- 本文
北海道の知床で観光船が沈没した事故について、飽和潜水で捜索を行う作業船「海進」が港を出発しました。「水深120メートルでの作業」とは一体、どういうものなのでしょうか。
18日午後に網走港を出た作業船「海進」。
現場海域で「KAZU1」の船内や引き揚げに関する調査などを行う予定です。
海底での作業が可能な飽和潜水について、想像を超える過酷な実態を取材しました。
午後4時ごろに網走港を出た海進では、この後2時間ほどかけて潜水士の体を水深120メートルの気圧に慣れさせる段階に入り、19日から残る12人の捜索など本格的な作業を実施。
現地対策本部によりますと、早ければ今月22日にも観光船の引き揚げを始める見込みです。
水深約120メートルの海底に沈んだKAZU1を巡る捜索で最も高い障壁となるのが気圧です。
普段、私たちが生活している海上は1気圧で、水深120メートルでは約13気圧。
実に13倍もの圧力が掛かることになります。
水深100メートルでペットボトルもぺしゃんこになるほどの水圧に耐えるため、潜水士は特別な部屋で長時間、加圧して体を慣らすなどの「飽和潜水」という技術を使って深い海での作業にあたります。
世界屈指の高度な潜水技術を持つ海上自衛隊潜水医学実験隊に今回、特別な許可を得て飽和潜水の準備などを取材しました。
海底で作業が可能な潜水スーツやグローブ、ヘルメット、非常用呼吸装置など多数の装備品。
そして、ダイバーの体を水圧に順応させるタンク。
水圧が増すほど呼吸で取り込まれる窒素が血液や体の組織に溶けやすくなり、酩酊(めいてい)したような状態になるといいます。
案内してくれた潜水医学実験隊3等海佐の纐纈学さんによりますと、訓練を受けてきた隊員たちでも、このタンク内にいる間は「不安しかない」といいます。

- 課題
#1 本文の「午後4時ごろに網走港を出た海進では」で始まる段落を、主な事実を残したまま箇条書きに書き直してください。
#2 知床の観光船事故と飽和潜水を扱った本文について、最後の文の後に続く部分を書いてください。

- 学習資料

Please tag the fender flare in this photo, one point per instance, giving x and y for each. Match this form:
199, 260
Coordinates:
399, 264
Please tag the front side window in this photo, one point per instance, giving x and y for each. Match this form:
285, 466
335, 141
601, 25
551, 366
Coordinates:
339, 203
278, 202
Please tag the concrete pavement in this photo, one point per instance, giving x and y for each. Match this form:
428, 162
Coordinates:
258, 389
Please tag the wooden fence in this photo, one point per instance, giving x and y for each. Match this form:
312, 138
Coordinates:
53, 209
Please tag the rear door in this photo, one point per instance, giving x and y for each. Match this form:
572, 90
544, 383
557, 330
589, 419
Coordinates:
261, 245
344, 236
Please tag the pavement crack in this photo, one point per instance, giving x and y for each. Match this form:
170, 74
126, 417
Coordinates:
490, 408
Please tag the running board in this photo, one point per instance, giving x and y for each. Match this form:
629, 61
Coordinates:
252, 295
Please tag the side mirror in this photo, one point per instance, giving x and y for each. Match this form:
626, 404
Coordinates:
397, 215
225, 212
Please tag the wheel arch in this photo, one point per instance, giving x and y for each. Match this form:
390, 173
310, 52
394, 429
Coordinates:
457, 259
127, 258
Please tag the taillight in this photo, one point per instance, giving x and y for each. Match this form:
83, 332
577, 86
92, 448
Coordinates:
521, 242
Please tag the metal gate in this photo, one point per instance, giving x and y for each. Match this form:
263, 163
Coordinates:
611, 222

- 練習の解答
#1
- 海進は午後4時ごろに網走港を出た。
- その後2時間ほどかけて、潜水士の体を水深120メートルの気圧に慣れさせる段階に入る。
- 19日から、残る12人の捜索など本格的な作業を行う。

#2
潜水医学実験隊3等海佐・纐纈学:「中は圧力を掛ける時に空気ではなくてヘリウムにガスで加圧しますので、ドナルドダック・ボイスとかヘリウムボイスという形になって鼻にかかるような声になりますので、だんだん何を言っているのか分からなくなって会話は少なくなる傾向があります」
壁にある小さなハッチは食事を出し入れするもので、中と外の気圧が同じになるよう設計されています。
寝る時はソファを倒して2段ベッド。
海上自衛隊では最大6人が気圧に慣れるまで一緒に生活するそうです。
潜水医学実験隊3等海佐・纐纈学:「やはり、この狭い通路や空間でトイレに行きたいので移動したいとか、そういう所でお互いに遠慮していたなっていうのは正直あります」
潜水医学実験隊3等海佐・纐纈学:「(Q.携帯電話などは持ち込める?)持ち込めないです。深度100メートルとか200メートル仕様の携帯電話はありませんので、携帯電話を持ってきても画面が潰れる、壊れるという可能性があります。圧力によって」
タンク内の安全上、電子機器類の持ち込みは極力避けられ、本や雑誌を読んだりしてストレスをためないよう努めているそうです。
24時間以上、加圧を変えた過酷なタンクで過ごした後、海上自衛隊ではようやくダイバーが深海で「飽和潜水」をすることができます。
潜水医学実験隊3等海佐・纐纈学:「海底120メートルですと非常に暗いので、ライトを恐らくヘルメットなどに付けていくと思うが、もう本当に手元しか見えないというイメージです」
一方、知床沖では民間の作業船「海進」が飽和潜水を行う準備をしていました。
関係者などによりますと、加圧状態にしたまま水中のエレベーターを使って外に出て作業は体を温める装置や通信機、カメラなどが付いた特殊なスーツを着て実施されるといいます。